- What to work on: When a line of the records contains "crane", copy it.

- The records:
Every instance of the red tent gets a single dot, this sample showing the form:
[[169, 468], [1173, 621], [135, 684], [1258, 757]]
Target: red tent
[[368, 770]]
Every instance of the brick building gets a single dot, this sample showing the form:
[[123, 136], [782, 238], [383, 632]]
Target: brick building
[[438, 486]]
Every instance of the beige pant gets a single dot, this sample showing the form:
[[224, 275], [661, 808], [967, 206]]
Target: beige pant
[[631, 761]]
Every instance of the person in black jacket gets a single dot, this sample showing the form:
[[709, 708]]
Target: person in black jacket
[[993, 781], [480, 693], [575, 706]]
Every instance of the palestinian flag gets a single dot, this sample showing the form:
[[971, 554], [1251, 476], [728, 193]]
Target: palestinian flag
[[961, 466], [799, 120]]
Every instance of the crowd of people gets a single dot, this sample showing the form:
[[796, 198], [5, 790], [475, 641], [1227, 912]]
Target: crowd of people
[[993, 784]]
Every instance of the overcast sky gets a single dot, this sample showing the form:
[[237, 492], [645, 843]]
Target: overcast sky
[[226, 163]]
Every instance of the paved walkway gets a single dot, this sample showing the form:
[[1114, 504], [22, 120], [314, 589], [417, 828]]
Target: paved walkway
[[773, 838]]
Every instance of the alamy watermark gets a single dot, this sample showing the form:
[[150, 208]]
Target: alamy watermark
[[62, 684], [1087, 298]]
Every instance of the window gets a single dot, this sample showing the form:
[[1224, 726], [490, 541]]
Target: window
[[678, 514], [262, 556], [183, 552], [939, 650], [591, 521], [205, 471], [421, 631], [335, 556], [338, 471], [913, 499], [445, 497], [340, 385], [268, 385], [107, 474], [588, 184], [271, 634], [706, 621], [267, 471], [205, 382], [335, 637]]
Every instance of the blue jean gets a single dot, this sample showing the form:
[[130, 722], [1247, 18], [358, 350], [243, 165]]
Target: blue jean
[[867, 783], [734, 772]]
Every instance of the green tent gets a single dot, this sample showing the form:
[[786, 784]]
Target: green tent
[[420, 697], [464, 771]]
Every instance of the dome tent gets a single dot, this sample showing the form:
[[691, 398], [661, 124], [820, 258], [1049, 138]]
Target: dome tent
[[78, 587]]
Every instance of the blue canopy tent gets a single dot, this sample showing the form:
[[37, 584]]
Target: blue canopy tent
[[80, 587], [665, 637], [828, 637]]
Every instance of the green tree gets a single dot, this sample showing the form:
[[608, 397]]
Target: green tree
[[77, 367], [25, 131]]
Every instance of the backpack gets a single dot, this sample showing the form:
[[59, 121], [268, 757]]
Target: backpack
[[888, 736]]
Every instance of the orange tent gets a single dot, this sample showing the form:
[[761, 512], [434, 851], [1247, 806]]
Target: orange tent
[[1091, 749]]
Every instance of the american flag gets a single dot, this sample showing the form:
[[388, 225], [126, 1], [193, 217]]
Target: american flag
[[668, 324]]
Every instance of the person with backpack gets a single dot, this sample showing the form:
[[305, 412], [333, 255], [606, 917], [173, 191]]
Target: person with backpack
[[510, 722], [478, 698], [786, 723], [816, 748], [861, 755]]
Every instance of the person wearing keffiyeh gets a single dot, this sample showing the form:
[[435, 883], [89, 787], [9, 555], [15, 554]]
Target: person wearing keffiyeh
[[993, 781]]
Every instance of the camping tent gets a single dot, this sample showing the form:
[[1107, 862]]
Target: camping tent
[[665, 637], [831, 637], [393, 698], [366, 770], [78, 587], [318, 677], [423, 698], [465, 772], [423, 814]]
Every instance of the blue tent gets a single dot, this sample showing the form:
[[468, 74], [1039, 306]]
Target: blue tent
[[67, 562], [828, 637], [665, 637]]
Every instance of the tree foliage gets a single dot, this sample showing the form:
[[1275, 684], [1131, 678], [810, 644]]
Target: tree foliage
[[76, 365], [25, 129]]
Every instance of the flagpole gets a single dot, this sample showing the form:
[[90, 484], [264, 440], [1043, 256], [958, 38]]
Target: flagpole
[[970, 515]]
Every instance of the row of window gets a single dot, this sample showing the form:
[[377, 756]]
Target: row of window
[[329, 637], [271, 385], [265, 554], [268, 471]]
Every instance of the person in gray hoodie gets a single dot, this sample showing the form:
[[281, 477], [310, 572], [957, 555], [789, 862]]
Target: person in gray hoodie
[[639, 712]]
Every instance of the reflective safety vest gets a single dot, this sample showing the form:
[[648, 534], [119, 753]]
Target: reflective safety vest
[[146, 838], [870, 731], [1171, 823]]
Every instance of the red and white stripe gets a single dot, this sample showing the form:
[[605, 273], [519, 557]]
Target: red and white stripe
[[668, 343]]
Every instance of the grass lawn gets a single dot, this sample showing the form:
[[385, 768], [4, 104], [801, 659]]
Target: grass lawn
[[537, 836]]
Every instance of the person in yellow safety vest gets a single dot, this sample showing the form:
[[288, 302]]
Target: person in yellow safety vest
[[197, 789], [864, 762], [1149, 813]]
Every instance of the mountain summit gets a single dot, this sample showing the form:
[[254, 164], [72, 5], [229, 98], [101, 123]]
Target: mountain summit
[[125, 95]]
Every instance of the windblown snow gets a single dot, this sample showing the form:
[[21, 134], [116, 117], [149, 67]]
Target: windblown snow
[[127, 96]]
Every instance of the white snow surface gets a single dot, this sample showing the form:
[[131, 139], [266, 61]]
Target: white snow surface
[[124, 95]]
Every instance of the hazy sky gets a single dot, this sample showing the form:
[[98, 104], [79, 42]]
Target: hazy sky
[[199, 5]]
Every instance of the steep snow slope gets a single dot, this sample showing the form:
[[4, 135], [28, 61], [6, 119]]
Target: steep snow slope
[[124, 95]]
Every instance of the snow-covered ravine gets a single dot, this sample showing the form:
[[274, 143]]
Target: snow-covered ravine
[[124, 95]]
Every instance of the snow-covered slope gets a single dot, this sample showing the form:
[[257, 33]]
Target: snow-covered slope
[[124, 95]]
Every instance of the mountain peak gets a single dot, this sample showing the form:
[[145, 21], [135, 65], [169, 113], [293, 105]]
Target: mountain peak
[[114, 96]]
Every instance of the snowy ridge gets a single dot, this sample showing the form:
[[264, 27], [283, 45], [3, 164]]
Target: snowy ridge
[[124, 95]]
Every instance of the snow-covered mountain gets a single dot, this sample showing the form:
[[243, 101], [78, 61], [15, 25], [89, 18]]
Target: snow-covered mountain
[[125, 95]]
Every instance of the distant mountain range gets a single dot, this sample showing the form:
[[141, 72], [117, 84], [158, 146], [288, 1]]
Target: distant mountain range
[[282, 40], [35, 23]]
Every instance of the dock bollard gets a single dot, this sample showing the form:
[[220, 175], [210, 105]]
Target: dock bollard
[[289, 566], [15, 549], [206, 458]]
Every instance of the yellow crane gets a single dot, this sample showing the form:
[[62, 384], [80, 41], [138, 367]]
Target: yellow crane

- Task solution:
Every instance of the yellow crane gets a single dot, this sample showing the form:
Target: yellow crane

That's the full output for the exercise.